▶ [Directions]: Nothing but the data below, returned exactly, should appear in the answer.

[Stored records]

★ ★ ★ ★ ★ ★ ★

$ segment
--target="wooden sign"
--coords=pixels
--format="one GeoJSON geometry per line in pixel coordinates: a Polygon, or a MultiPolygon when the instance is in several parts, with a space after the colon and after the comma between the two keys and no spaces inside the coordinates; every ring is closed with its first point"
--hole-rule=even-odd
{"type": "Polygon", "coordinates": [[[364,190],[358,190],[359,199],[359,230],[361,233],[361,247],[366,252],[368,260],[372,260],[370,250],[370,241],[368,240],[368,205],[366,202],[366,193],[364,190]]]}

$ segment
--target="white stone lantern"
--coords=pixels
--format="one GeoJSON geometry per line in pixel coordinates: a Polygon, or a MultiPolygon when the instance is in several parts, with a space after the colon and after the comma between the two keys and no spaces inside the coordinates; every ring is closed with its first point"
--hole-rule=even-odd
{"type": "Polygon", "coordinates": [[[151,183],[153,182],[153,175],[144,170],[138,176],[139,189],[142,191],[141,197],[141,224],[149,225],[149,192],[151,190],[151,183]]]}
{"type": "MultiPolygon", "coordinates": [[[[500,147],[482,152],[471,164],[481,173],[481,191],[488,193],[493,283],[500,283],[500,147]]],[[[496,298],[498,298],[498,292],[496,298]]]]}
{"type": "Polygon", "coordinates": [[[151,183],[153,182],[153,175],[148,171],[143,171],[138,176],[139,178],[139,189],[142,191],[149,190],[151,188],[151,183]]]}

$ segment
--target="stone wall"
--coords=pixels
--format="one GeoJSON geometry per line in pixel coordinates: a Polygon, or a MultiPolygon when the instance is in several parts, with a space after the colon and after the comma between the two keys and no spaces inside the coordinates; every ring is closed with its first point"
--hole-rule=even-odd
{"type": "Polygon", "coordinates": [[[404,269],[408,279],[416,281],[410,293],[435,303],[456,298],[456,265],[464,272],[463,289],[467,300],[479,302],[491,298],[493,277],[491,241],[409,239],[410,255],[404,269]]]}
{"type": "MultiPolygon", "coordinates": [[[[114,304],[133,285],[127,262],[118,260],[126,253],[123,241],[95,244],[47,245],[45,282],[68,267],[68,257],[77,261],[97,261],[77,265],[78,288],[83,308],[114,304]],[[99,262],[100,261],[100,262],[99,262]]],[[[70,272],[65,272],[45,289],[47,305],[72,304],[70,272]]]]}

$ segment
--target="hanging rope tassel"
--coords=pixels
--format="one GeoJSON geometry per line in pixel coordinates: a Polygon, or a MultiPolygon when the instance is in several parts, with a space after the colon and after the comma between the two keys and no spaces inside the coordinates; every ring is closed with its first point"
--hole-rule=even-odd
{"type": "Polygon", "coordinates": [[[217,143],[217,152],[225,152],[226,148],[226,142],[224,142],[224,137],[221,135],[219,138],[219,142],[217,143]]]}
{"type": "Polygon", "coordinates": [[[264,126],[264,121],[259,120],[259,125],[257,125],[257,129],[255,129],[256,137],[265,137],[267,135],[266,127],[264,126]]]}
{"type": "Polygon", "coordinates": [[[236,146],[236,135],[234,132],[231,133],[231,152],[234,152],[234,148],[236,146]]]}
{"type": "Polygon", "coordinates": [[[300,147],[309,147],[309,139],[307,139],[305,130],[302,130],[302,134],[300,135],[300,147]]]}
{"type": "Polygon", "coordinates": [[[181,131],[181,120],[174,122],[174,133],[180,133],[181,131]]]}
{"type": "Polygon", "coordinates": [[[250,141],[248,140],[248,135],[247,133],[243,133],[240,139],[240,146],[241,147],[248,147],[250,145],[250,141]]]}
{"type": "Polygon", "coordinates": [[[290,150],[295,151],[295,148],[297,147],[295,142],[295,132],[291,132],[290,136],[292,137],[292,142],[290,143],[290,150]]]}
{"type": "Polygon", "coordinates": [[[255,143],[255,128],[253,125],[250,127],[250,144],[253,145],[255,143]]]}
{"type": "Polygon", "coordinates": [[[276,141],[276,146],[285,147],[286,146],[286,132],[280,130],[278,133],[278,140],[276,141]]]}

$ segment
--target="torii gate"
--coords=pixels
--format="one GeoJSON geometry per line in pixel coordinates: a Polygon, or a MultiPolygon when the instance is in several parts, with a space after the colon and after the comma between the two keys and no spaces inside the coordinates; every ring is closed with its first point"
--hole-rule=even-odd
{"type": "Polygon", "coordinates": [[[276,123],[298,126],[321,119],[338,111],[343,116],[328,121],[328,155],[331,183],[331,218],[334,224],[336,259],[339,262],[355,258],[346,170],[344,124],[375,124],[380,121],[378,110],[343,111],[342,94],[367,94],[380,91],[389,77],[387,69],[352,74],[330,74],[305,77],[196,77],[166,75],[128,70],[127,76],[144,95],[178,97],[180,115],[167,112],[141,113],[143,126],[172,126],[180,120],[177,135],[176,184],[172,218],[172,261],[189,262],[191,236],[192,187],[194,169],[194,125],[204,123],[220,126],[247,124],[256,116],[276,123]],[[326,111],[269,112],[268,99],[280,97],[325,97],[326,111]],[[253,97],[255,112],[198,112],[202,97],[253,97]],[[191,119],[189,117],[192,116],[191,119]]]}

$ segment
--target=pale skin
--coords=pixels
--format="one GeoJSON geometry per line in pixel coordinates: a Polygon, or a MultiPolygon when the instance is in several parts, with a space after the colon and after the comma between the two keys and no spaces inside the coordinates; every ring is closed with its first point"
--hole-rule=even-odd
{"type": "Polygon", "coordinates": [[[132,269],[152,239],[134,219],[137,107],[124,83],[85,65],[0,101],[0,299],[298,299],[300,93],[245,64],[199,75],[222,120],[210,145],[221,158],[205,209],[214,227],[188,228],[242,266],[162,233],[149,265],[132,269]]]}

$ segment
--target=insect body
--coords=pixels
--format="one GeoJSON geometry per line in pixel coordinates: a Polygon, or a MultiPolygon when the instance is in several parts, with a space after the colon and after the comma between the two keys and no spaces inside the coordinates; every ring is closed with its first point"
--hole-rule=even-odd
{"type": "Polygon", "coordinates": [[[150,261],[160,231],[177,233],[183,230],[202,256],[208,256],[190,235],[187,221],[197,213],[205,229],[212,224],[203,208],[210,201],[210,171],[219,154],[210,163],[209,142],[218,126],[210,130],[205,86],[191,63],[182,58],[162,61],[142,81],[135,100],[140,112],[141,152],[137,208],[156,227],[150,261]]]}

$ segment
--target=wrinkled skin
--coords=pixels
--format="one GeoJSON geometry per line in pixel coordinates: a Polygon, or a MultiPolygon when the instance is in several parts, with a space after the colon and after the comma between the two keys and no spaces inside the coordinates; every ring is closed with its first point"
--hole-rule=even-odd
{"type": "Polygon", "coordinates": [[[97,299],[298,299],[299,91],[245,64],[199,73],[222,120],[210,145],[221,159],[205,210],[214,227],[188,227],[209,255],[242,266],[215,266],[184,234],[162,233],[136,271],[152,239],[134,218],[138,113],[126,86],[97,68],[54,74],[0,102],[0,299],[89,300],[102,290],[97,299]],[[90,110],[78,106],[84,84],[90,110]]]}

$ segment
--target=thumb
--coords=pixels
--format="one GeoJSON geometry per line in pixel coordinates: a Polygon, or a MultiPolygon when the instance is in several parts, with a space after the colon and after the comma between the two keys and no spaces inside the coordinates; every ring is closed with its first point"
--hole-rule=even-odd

★ ★ ★ ★ ★ ★ ★

▶ [Answer for the task]:
$ segment
--target="wooden sign"
--coords=pixels
--format="one GeoJSON geometry per line in pixel coordinates: a Polygon, or a MultiPolygon when the instance is in several parts, with a space after the colon and after the comma between the two keys and no spaces inside the coordinates; every ring is closed with its first point"
--hole-rule=even-odd
{"type": "Polygon", "coordinates": [[[364,190],[358,190],[359,199],[359,230],[361,233],[361,247],[366,252],[368,260],[372,260],[370,250],[370,241],[368,240],[368,205],[366,202],[366,193],[364,190]]]}

$ segment
--target="white stone lantern"
--coords=pixels
--format="one GeoJSON geometry per line in pixel coordinates: a Polygon, or a MultiPolygon when the instance is in several parts, with a space after the colon and after the comma between the two keys and no spaces inside the coordinates; every ring is closed with its first point"
--hole-rule=even-odd
{"type": "Polygon", "coordinates": [[[151,183],[153,182],[153,175],[144,170],[138,176],[139,189],[142,191],[141,197],[141,224],[149,225],[149,192],[151,190],[151,183]]]}
{"type": "MultiPolygon", "coordinates": [[[[500,147],[482,152],[471,164],[481,173],[481,191],[488,193],[493,283],[500,283],[500,147]]],[[[496,298],[498,298],[498,292],[496,298]]]]}
{"type": "Polygon", "coordinates": [[[151,183],[153,182],[153,175],[148,171],[143,171],[138,176],[139,178],[139,189],[142,191],[149,190],[151,188],[151,183]]]}

$ segment
--target="stone wall"
--coords=pixels
--format="one GeoJSON geometry per line in pixel coordinates: a Polygon, or a MultiPolygon when the instance is in several parts, with a space after the colon and after the comma between the two keys and no spaces inside the coordinates; every ring is closed with its first point"
--hole-rule=even-odd
{"type": "Polygon", "coordinates": [[[404,269],[408,279],[416,281],[410,293],[435,303],[456,298],[456,265],[464,272],[463,289],[467,300],[479,302],[491,298],[493,277],[491,241],[409,239],[410,255],[404,269]]]}
{"type": "MultiPolygon", "coordinates": [[[[114,304],[133,285],[127,262],[118,260],[126,253],[123,241],[95,244],[47,245],[45,282],[68,267],[68,257],[77,261],[97,261],[77,265],[78,288],[83,308],[114,304]],[[99,262],[100,261],[100,262],[99,262]]],[[[70,272],[65,272],[45,289],[47,305],[72,304],[70,272]]]]}

$ segment
--target="hanging rope tassel"
--coords=pixels
--format="one GeoJSON geometry per line in pixel coordinates: a Polygon, or a MultiPolygon when the instance is in several parts, with a space after the colon and after the comma between the two keys and no spaces inside the coordinates; every ring is closed with its first point"
--hole-rule=even-odd
{"type": "Polygon", "coordinates": [[[217,143],[217,152],[225,152],[226,148],[226,142],[224,142],[224,137],[221,135],[219,138],[219,142],[217,143]]]}
{"type": "Polygon", "coordinates": [[[264,126],[264,121],[259,120],[259,125],[257,125],[257,129],[255,129],[256,137],[265,137],[267,135],[266,127],[264,126]]]}
{"type": "Polygon", "coordinates": [[[236,146],[236,135],[234,132],[231,133],[231,152],[234,152],[234,148],[236,146]]]}
{"type": "Polygon", "coordinates": [[[300,147],[309,147],[309,139],[307,139],[305,130],[302,130],[302,134],[300,135],[300,147]]]}
{"type": "Polygon", "coordinates": [[[181,131],[181,120],[174,122],[174,133],[180,133],[181,131]]]}
{"type": "Polygon", "coordinates": [[[250,141],[248,140],[248,135],[247,133],[243,133],[240,139],[240,146],[241,147],[248,147],[250,145],[250,141]]]}
{"type": "Polygon", "coordinates": [[[290,150],[295,151],[295,148],[297,147],[295,142],[295,132],[291,132],[290,136],[292,137],[292,142],[290,143],[290,150]]]}
{"type": "Polygon", "coordinates": [[[255,143],[255,128],[253,125],[250,127],[250,144],[253,145],[255,143]]]}
{"type": "Polygon", "coordinates": [[[276,141],[276,146],[285,147],[286,146],[286,132],[280,130],[278,133],[278,140],[276,141]]]}

$ segment
--target="torii gate"
--coords=pixels
--format="one GeoJSON geometry per line in pixel coordinates: a Polygon, or a MultiPolygon when the instance is in several parts, with a space after the colon and after the comma between the two keys and no spaces inside the coordinates; every ring is closed with its first point"
--hole-rule=even-odd
{"type": "Polygon", "coordinates": [[[276,123],[298,126],[321,119],[338,111],[343,116],[328,121],[328,155],[331,183],[331,218],[334,224],[336,259],[339,262],[355,258],[346,170],[344,124],[375,124],[380,121],[378,110],[343,111],[342,94],[367,94],[380,91],[389,77],[387,69],[352,74],[330,74],[305,77],[196,77],[166,75],[128,70],[127,76],[144,95],[178,97],[180,115],[167,112],[141,113],[143,126],[172,126],[180,120],[177,135],[176,184],[172,218],[172,261],[189,262],[191,236],[192,187],[194,169],[194,125],[204,123],[220,126],[247,124],[256,116],[276,123]],[[326,111],[269,112],[268,99],[280,97],[325,97],[326,111]],[[253,97],[255,112],[198,112],[202,97],[253,97]],[[191,119],[189,117],[192,116],[191,119]]]}

$ segment
--target=pale skin
--coords=pixels
--format="one GeoJSON geometry per line in pixel coordinates: a Polygon, or a MultiPolygon when the instance is in several parts, with a space after the colon and after the comma between the two keys and no spaces inside the coordinates; every ring is closed with its first point"
--hole-rule=even-odd
{"type": "Polygon", "coordinates": [[[132,269],[152,239],[134,219],[137,107],[124,83],[85,65],[0,101],[0,299],[298,299],[300,93],[245,64],[199,75],[222,120],[210,145],[221,158],[205,209],[214,227],[188,228],[242,266],[162,233],[149,265],[132,269]]]}

$ segment
--target=insect body
--coords=pixels
--format="one GeoJSON geometry per line in pixel coordinates: a Polygon, or a MultiPolygon when the instance is in several parts, with a space after the colon and after the comma between the two keys and no spaces inside the coordinates; every ring is closed with its first point"
--hole-rule=even-odd
{"type": "Polygon", "coordinates": [[[150,261],[160,231],[177,233],[183,230],[202,256],[208,256],[190,235],[187,221],[197,213],[205,229],[212,224],[203,208],[210,201],[210,171],[219,154],[210,163],[209,142],[218,126],[210,130],[205,86],[191,63],[182,58],[162,61],[142,81],[135,100],[140,112],[141,152],[137,208],[156,227],[150,261]]]}

$ segment
--target=wrinkled skin
--coords=pixels
--format="one GeoJSON geometry per line in pixel coordinates: a Polygon, or a MultiPolygon when the instance is in several parts, with a space after the colon and after the comma between the two keys and no spaces inside the coordinates; every ring is closed with its first point"
--hole-rule=even-odd
{"type": "Polygon", "coordinates": [[[97,299],[298,299],[299,91],[245,64],[199,73],[222,120],[210,145],[221,159],[205,210],[214,227],[188,227],[209,255],[242,266],[215,266],[184,234],[162,233],[136,271],[152,239],[134,218],[138,113],[126,86],[97,68],[54,74],[0,102],[0,299],[89,300],[102,290],[97,299]],[[90,110],[78,106],[84,84],[90,110]]]}

$ segment
--target=thumb
--coords=pixels
--format="one GeoJSON geometry per line in pixel coordinates: a Polygon, or a MultiPolygon when the instance is in several parts, with a space after the colon and after the comma between the two keys and no spaces inside the coordinates; every ring is closed with its first point"
--hole-rule=even-odd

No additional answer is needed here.